Referring expression data
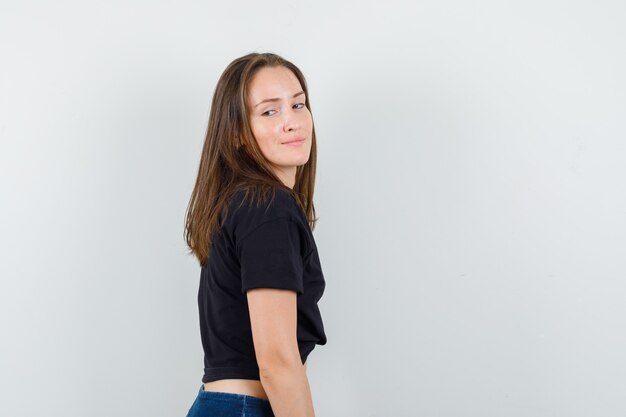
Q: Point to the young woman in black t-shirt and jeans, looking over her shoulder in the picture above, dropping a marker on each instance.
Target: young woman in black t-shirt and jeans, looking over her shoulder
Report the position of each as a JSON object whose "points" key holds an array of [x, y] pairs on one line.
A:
{"points": [[249, 223]]}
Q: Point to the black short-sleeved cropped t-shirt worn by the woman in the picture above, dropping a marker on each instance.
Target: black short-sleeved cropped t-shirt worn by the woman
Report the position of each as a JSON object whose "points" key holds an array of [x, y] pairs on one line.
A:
{"points": [[268, 246]]}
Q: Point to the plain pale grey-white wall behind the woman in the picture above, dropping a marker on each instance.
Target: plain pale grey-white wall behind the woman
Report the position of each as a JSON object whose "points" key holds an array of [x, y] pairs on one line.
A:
{"points": [[471, 170]]}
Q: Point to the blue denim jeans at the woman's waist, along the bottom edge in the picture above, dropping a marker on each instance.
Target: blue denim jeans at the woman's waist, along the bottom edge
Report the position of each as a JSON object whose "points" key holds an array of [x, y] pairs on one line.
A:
{"points": [[226, 404]]}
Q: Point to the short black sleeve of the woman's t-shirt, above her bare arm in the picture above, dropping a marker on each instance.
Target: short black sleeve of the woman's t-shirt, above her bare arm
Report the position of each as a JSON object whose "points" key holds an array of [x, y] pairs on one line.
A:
{"points": [[270, 256]]}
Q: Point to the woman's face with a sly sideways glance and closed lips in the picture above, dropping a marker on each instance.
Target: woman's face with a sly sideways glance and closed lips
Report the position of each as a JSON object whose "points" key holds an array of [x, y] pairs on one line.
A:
{"points": [[278, 115]]}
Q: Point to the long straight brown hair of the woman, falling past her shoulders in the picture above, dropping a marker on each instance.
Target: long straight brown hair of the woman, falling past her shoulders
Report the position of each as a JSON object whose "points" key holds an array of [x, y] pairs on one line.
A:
{"points": [[231, 159]]}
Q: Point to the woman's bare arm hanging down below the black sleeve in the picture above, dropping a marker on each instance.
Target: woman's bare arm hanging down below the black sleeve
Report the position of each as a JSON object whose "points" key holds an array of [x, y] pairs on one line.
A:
{"points": [[273, 316]]}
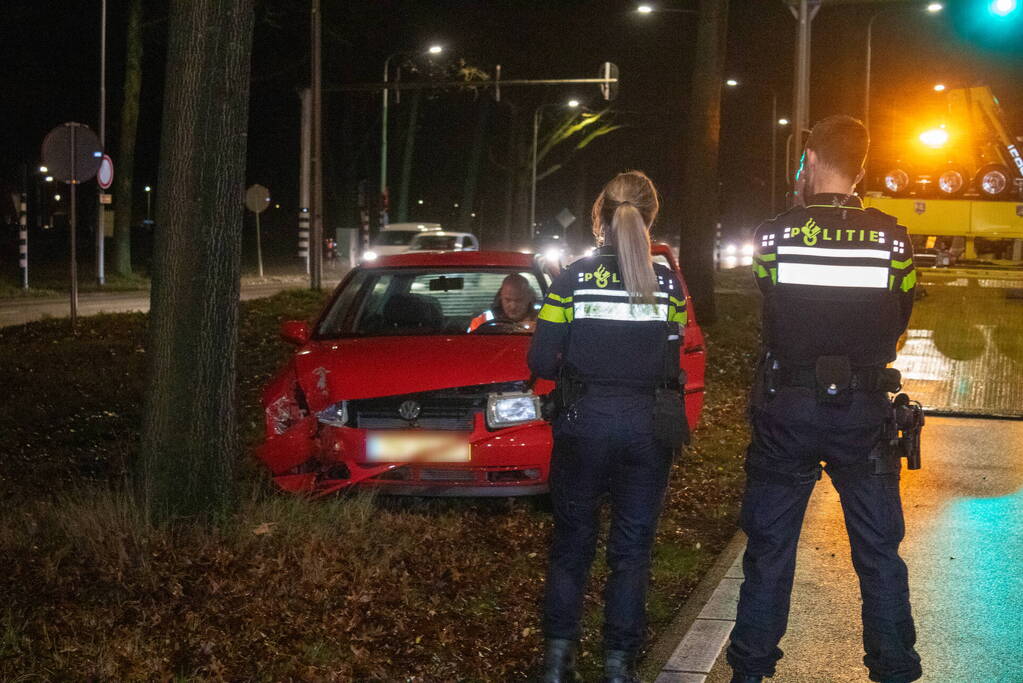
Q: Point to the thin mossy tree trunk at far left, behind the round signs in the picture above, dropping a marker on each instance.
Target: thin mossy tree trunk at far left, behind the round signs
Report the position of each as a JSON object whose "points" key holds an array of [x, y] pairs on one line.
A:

> [Exercise goal] Restate each entry word for word; omit the pictures.

> [Completed task]
Q: Point to the young woman in black t-shirt and jeans, looking over her shoulder in the picture above, dropping a marker on each instance.
Target: young woman in black t-shirt and jeans, looking over her shoulder
Report the position of each as a JSON object whose "points" key holds an array of [x, y] pairs on one line.
A:
{"points": [[249, 223]]}
Q: Point to the black short-sleeved cropped t-shirt worn by the woman in the picture above, dropping a marker on each instance.
Target: black short-sleeved cropped t-shirt worn by the woman
Report the position of each as a JSON object whose "points" key holds an array of [x, y] pairs on one line.
A:
{"points": [[268, 246]]}
Q: Point to the plain pale grey-white wall behind the woman in the picture above, dropping a marker on each instance.
Target: plain pale grey-white wall behind the woman
Report the position of each as a JSON object whose "points" key holds an array of [x, y] pairs on one line.
A:
{"points": [[471, 170]]}
Q: Point to the blue denim jeans at the woman's waist, along the bottom edge in the picture above, dropping a marker on each instance.
Target: blue denim jeans at the woman's waist, along the bottom edge
Report the position of each as a JSON object whose "points" key holds an array of [x, y] pairs on one line.
A:
{"points": [[226, 404]]}
Q: Point to the short black sleeve of the woman's t-shirt, above her bare arm in the picture above, dropping a marker on each instance.
Target: short black sleeve of the woman's t-shirt, above her bare arm
Report the position of each as a JSON object whose "points" key holds an array of [x, y] pairs on one line.
A:
{"points": [[270, 256]]}
Q: Point to the woman's face with a sly sideways glance and closed lips in the picture above, dropping a marker on each instance.
Target: woman's face with a sly sideways glance and closed lips
Report the position of each as a JSON object whose "points" key holds an array of [x, y] pairs on one line.
A:
{"points": [[278, 115]]}
Q: Point to the long straight brown hair of the woman, falling past her shoulders in the picture above, dropping a marker on each instance.
Target: long straight brown hair of the woman, falling past her shoulders
Report the position of each as a JSON object whose "points" key holds an array of [x, y] pairs on one line.
A:
{"points": [[231, 159]]}
Q: Point to the woman's bare arm hanging down below the black sleeve in the picture above, dropping a marker on each instance.
Target: woman's bare arm hanging down below the black sleeve
Report the position of each as a JSON object whose "points" key holds an array of [x, y] pairs on one line.
A:
{"points": [[273, 316]]}
Q: Point to the thin mossy tree trunk at far left, behind the round signs in the picture above, dropping a marker on each instance.
Target: thin mossy tree trunk at far left, behind the round signs
Report the position of each as a JSON object whose "points" key holds an array of [x, y] pairs on one line.
A:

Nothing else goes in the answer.